Source document
------------------------------------------------------------------------

The very first command from God with a consequence had to do with knowledge. Why did God want Adam to NOT eat from that tree? The consequence was “you will surely die”, but what was the reason God gave that command? Because God wanted man to listen to him, trust him and obey him.
The fear of the lord involves all 3:
God wants us to listen to him, trust what he says and then be willing to obey, even if it does not make sense at the time, even if we are not satisfied with what he is asking. THAT is the Fear of the Lord.
Going back to our passage in Proverbs, we read that the fear of the Lord is the beginning of knowledge. Basically, Solomon is saying that the path to knowledge starts with listening to, trusting and obeying God.
But as we look at these books they show a different outcome to the fear of the Lord:
We should be careful when we read them and study them not to take them as magic formulas for success or the blessing of God. It is very easy to catch the micro message and miss the macro message. For instance, when we read the conclusion of Ecclesiastes:
Ecclesiastes 12:13–14 (CSB)
13 When all has been heard, the conclusion of the matter is this: fear God and keep his commands, because this is for all humanity. 14 For God will bring every act to judgment, including every hidden thing, whether good or evil.
So, I fear God to avoid punishment, right? That is the micro lesson. Fear of God simply for the benefit of lack of punishment is NOT the complete message.
These are not books just of smart sayings and commands to keep us from getting zapped by God – they are meant to help us understand and TRUST God.
Listen the summary of Job:
Job 42:2–6 (CSB)
2 I know that you can do anything and no plan of yours can be thwarted.
3 You asked, “Who is this who conceals my counsel with ignorance?”
Surely I spoke about things I did not understand, things too wondrous for me to know.
4 You said, “Listen now, and I will speak. When I question you, you will inform me.”

------------------------------------------------------------------------

(Excerpts from point annotation data)

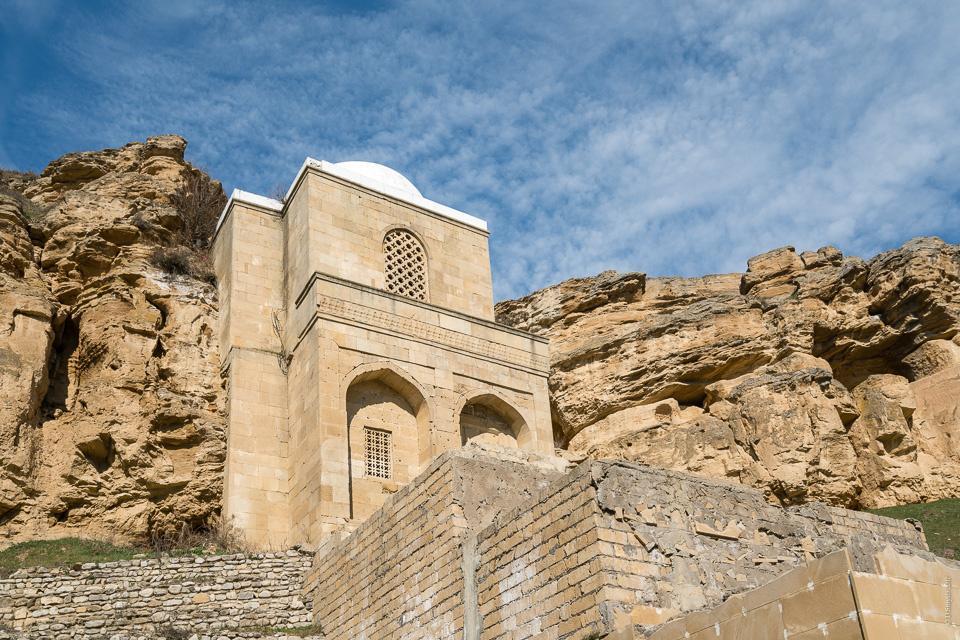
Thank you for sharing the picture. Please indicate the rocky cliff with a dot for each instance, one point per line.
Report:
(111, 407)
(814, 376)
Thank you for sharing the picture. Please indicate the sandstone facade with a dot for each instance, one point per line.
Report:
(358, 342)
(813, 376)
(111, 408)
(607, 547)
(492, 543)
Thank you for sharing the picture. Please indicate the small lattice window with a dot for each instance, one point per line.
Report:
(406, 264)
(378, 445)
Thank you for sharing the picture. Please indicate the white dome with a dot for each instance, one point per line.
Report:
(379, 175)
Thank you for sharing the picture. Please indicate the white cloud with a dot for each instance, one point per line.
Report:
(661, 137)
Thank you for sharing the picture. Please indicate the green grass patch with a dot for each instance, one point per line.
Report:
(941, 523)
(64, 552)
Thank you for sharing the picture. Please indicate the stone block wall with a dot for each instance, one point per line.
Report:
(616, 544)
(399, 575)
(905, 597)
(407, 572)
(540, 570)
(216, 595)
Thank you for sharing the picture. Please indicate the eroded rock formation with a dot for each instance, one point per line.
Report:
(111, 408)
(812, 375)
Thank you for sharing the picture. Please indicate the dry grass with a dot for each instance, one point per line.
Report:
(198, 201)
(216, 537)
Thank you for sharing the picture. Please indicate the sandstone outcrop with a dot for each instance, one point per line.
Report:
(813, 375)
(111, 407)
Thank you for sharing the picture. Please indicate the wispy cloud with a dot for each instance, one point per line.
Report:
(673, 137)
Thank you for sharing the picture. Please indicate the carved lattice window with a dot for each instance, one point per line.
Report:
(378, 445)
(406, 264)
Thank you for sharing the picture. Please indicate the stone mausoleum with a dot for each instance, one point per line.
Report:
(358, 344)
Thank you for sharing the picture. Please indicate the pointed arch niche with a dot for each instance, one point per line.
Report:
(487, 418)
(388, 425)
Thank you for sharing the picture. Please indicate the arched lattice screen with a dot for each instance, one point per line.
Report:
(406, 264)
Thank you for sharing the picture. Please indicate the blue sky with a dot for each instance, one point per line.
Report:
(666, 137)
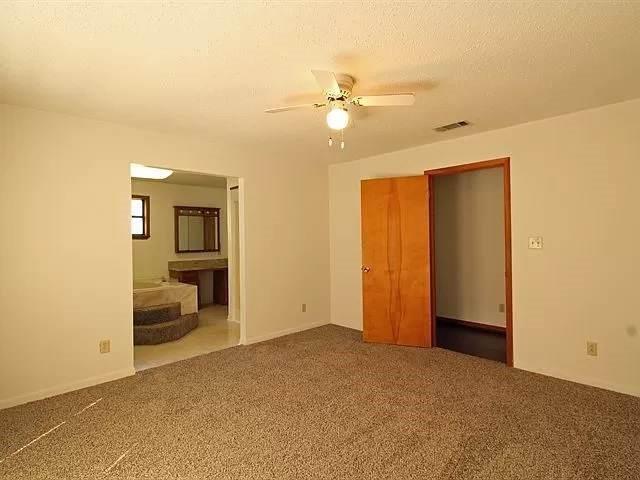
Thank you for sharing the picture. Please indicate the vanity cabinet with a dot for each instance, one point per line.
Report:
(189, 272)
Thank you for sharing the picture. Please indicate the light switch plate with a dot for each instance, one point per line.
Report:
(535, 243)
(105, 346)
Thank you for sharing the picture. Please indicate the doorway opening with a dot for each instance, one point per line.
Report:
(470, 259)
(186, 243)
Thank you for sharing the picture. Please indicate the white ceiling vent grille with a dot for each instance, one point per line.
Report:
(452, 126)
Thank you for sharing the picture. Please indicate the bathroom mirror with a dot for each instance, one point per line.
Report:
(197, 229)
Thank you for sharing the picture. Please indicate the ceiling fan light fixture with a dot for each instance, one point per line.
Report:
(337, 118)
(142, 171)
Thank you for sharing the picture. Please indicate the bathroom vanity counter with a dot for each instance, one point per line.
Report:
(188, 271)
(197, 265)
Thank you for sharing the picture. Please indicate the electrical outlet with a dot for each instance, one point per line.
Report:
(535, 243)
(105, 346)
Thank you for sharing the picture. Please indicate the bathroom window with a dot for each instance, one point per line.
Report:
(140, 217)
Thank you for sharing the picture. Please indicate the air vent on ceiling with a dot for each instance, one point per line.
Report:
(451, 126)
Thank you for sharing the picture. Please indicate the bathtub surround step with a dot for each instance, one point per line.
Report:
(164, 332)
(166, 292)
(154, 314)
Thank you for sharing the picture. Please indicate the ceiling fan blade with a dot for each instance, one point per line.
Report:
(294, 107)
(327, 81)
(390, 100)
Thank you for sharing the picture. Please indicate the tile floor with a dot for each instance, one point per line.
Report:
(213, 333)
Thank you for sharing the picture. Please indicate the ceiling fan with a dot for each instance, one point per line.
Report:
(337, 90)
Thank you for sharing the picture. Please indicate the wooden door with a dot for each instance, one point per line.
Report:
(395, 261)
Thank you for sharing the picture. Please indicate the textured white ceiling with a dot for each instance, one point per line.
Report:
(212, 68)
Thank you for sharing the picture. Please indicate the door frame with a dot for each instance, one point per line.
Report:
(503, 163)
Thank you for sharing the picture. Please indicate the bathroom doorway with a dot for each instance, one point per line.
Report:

------------------------------------------------------------------------

Resume the text on the fear of the Lord, starting right after its last line.

Response for this exercise
5 I had heard reports about you, but now my eyes have seen you.
6 Therefore, I reject my words and am sorry for them; I am dust and ashes.
The goal of ALL wisdom literature, and the entire Bible for that matter, it to help us see God. They are his words and they have been given to us to help us know him, trust him and obey him.
So, we’ve covered a lot of ground and a variety of topics. We have more resources available if you would like to dive deeper into how to read and understand wisdom literature, or the fear of God, or both! In the meantime, our challenge to you would be to read at least the 3 primary wisdom books: Proverbs, Ecclesiastes and Job, on your own, with the big picture in mind. These are some of the most practical and easily applicable books, as well as some of the most confounding at times! But that’s what makes wisdom literature such rich meditation literature, ripe for a lifetime of contemplation and appreciation.
PONDER THIS: how do YOU see God in light of the everyday ups and downs?
In other words, IF the goal of the books is to teach us to fear God, and they all show different ways in which God works, how do we respond to the working of God? To we tend to lean towards one book’s perspective of the collective whole? And have we learned in ALL circumstances to listen to, trust and obey God?